What to work on
Gather every line in the records below that contains the string "negative", copying each one in full.

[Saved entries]
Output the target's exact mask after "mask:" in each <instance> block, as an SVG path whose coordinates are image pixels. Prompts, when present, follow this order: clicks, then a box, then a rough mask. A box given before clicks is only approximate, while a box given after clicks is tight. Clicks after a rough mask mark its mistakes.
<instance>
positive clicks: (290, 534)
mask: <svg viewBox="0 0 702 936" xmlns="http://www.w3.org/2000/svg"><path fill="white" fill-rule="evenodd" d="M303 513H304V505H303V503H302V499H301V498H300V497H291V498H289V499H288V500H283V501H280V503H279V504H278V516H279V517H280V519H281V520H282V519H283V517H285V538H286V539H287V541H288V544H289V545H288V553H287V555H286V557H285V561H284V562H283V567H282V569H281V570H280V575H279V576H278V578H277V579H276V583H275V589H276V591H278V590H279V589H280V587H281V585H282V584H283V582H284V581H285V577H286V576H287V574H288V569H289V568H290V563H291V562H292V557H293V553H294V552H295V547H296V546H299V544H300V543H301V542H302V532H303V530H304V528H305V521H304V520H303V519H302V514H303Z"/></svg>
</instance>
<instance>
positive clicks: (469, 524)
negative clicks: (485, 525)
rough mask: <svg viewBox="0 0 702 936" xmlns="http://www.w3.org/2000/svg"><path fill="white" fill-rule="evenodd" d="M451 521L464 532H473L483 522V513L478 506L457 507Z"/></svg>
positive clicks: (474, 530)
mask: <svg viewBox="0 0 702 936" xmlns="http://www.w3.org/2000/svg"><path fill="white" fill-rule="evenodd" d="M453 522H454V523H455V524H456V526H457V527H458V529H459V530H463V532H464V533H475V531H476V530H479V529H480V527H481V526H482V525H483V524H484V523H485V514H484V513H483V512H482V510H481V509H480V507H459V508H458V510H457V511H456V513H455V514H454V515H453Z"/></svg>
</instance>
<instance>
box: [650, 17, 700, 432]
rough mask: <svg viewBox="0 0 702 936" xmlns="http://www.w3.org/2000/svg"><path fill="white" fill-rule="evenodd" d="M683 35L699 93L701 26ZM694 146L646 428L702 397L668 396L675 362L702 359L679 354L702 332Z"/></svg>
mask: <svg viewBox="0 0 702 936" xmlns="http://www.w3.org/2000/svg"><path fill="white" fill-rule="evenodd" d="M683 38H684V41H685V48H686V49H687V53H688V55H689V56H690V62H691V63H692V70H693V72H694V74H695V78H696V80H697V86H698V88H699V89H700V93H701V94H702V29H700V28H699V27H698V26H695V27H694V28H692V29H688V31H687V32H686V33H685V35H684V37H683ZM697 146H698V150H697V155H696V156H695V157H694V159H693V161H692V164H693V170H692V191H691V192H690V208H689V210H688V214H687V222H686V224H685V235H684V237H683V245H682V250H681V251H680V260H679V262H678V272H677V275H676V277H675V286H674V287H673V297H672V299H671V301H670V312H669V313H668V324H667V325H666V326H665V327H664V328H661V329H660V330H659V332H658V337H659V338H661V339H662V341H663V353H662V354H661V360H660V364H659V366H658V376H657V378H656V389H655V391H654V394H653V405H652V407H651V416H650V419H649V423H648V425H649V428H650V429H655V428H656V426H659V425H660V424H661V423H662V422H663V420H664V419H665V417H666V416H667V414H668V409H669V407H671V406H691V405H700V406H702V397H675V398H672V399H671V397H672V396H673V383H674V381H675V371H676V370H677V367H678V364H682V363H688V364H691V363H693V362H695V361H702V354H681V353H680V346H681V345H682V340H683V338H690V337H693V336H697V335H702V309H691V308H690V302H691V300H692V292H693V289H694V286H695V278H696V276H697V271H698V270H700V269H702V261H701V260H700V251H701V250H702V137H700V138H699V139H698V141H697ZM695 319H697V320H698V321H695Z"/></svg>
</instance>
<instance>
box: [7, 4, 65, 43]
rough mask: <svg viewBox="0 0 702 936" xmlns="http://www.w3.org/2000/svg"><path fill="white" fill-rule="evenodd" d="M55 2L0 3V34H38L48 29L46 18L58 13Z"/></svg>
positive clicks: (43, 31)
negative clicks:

Output for this task
negative clicks: (485, 525)
negative clicks:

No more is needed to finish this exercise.